[Written request]: Copy word for word the rows that begin with the line containing "Flash Round! Name the bounding box of the wet" and end with the line containing "Flash Round! Name the bounding box of the slice", including both of those lines.

[Record list]:
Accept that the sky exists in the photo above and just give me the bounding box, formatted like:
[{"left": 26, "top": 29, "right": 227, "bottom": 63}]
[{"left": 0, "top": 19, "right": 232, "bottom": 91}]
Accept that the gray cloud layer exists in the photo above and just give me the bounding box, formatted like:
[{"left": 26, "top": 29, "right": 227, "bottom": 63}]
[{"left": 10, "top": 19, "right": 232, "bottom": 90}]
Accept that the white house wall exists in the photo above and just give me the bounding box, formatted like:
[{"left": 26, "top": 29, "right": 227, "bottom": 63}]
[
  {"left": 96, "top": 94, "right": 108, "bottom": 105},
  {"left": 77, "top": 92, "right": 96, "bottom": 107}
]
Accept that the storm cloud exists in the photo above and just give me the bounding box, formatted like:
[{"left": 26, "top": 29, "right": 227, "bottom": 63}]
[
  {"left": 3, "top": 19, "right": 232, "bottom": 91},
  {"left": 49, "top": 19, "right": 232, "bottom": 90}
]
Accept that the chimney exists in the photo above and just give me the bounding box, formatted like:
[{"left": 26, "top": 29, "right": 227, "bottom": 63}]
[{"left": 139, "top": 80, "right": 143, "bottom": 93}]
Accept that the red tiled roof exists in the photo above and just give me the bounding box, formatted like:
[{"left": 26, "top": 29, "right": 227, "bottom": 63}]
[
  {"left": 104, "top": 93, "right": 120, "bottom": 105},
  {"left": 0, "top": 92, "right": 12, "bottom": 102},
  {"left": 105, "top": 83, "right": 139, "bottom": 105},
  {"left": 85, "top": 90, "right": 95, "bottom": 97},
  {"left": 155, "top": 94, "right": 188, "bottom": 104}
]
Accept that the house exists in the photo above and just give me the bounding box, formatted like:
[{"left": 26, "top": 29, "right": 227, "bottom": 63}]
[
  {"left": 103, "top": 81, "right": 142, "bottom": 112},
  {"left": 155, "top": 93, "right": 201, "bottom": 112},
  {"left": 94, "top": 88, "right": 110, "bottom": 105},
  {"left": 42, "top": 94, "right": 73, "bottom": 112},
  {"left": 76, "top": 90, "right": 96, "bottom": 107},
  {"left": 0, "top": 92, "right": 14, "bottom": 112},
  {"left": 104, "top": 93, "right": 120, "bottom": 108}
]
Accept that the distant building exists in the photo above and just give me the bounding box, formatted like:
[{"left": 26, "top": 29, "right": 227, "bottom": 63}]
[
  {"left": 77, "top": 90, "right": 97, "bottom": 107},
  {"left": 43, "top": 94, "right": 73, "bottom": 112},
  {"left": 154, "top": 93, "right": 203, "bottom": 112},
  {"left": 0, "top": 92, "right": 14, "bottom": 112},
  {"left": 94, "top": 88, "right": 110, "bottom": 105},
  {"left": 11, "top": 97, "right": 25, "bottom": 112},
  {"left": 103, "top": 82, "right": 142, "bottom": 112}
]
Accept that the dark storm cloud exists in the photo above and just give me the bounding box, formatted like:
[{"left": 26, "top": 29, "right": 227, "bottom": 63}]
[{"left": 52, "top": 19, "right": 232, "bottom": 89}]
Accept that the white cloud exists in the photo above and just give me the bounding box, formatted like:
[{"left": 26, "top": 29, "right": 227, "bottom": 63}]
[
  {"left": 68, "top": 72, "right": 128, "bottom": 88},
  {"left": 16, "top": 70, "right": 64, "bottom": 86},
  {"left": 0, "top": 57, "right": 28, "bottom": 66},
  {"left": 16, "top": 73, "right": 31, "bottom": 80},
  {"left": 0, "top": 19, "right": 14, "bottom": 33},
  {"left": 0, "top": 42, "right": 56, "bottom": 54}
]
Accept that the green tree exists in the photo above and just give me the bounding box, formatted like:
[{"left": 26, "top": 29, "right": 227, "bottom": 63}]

--

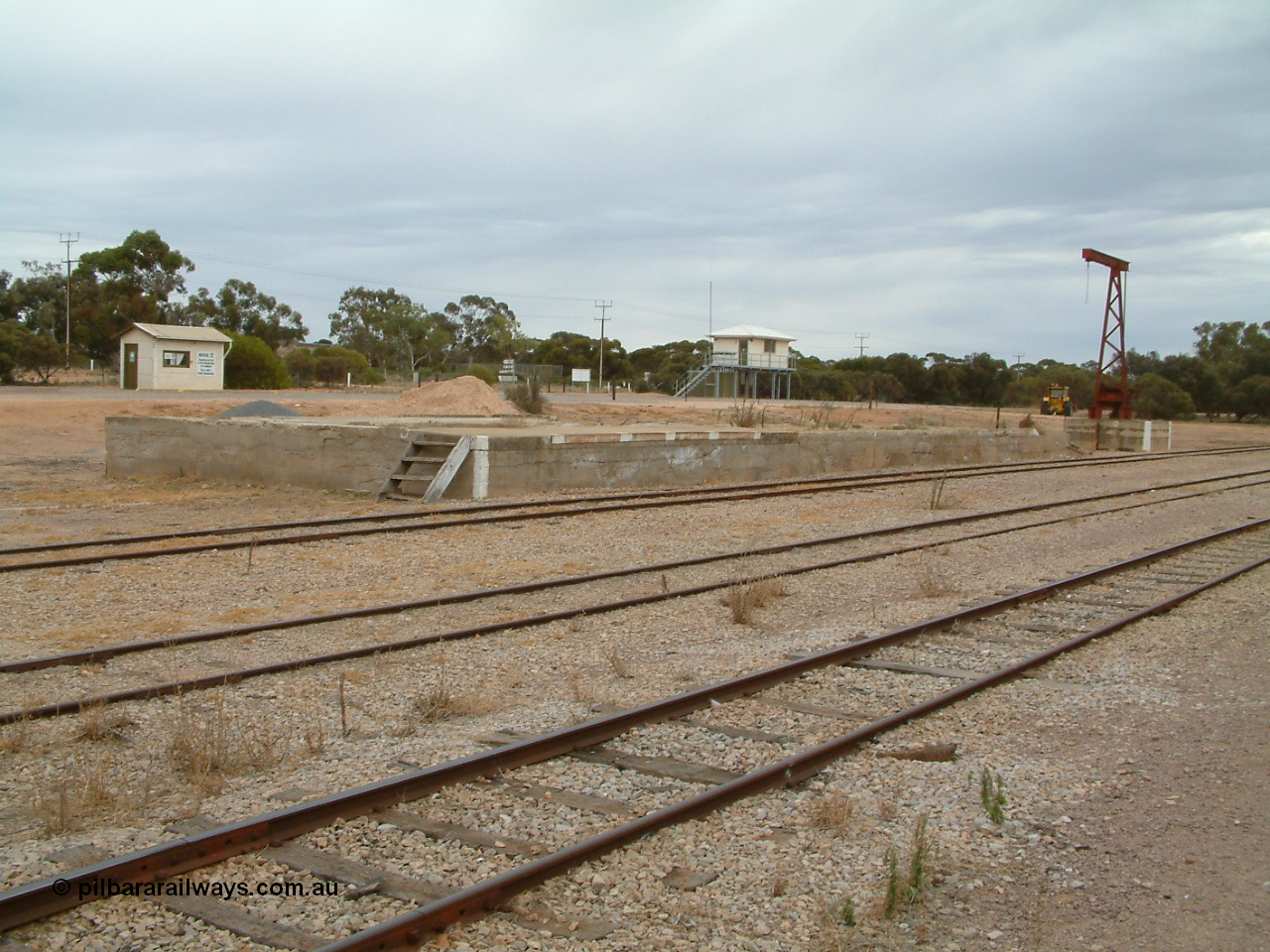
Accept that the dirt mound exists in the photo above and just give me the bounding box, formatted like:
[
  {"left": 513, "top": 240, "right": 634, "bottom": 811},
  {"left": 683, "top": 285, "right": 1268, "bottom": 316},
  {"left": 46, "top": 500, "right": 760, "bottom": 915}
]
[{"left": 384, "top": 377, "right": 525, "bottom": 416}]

---

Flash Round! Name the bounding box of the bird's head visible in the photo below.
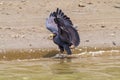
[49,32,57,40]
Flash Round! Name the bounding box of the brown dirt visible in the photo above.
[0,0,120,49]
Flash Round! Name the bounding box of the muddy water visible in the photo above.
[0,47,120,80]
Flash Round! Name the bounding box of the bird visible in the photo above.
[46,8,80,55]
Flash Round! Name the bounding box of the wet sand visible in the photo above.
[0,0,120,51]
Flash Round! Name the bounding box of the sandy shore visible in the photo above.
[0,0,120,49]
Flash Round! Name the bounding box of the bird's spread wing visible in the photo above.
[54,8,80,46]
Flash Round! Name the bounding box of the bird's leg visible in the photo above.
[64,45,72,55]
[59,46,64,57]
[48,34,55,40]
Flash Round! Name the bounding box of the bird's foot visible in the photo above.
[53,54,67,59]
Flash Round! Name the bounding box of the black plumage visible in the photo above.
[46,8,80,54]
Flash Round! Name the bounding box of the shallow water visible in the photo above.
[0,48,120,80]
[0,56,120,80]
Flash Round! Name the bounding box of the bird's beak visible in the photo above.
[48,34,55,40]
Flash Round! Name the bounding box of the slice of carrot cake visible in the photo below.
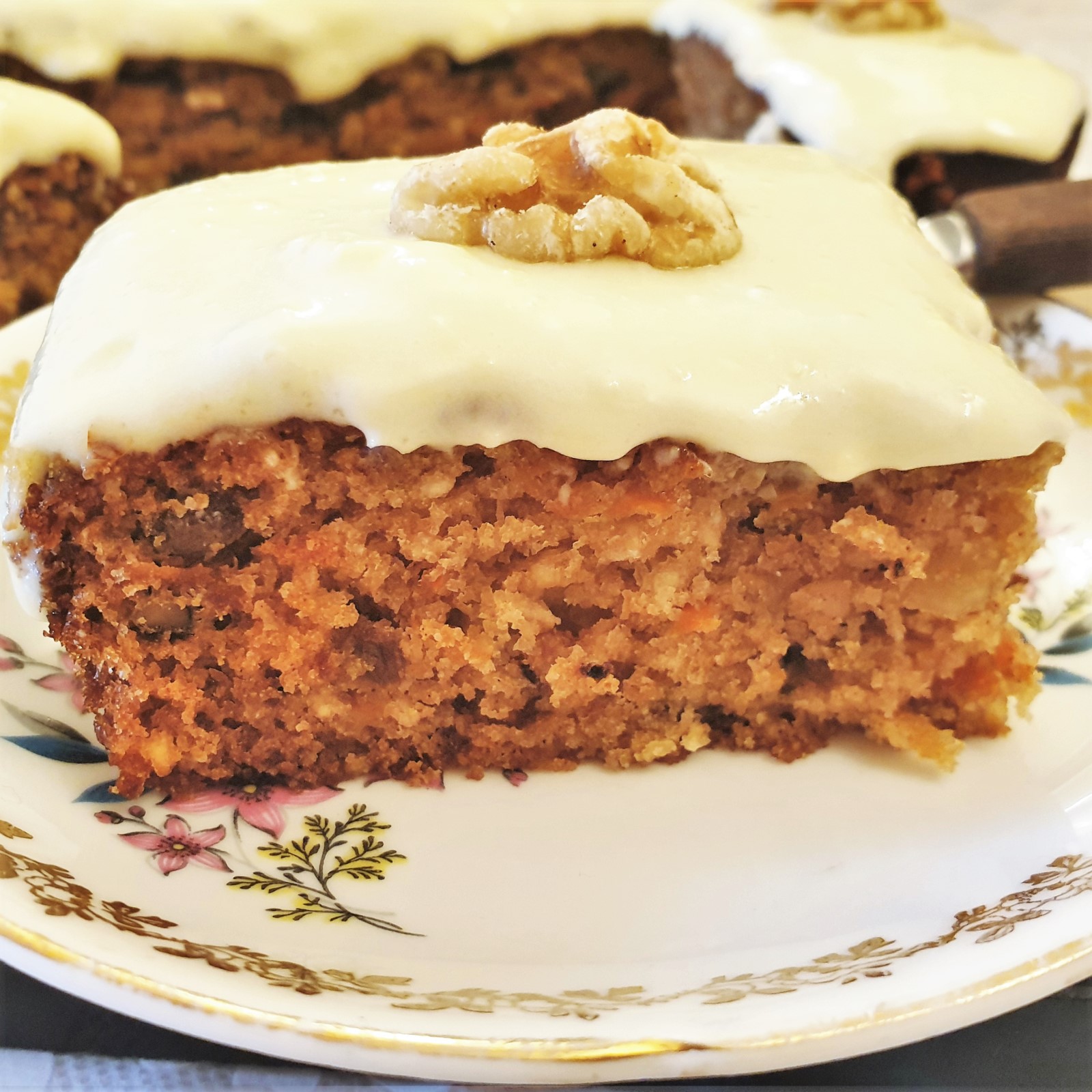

[Problem solution]:
Flash Round! Name the bounding box of the wet sand visible in the photo above.
[0,0,120,51]
Flash Round! Name the bounding box of the sandy shore visible in the photo above.
[0,0,120,49]
Flash Round! Name the bounding box of the bird's spread wing visible in the photo above.
[54,8,80,46]
Flash Round! Name the bounding box of the bird's leg visible in the photo above.
[64,45,72,55]
[59,46,64,57]
[48,34,55,40]
Flash Round! Name the bounding box of the bird's foot visible in the photo above.
[53,54,67,59]
Flash Round! Name the bounding box of the black plumage visible in the photo above.
[46,8,80,54]
Flash Round! Name the bounding box of the shallow water visible in the photo above.
[0,48,120,80]
[0,56,120,80]
Flash Round! Name the bounding box of the bird's beak visible in the photo above.
[48,34,55,40]
Flash Round! Name the bounding box of the slice of carrot cake visible in the photo below.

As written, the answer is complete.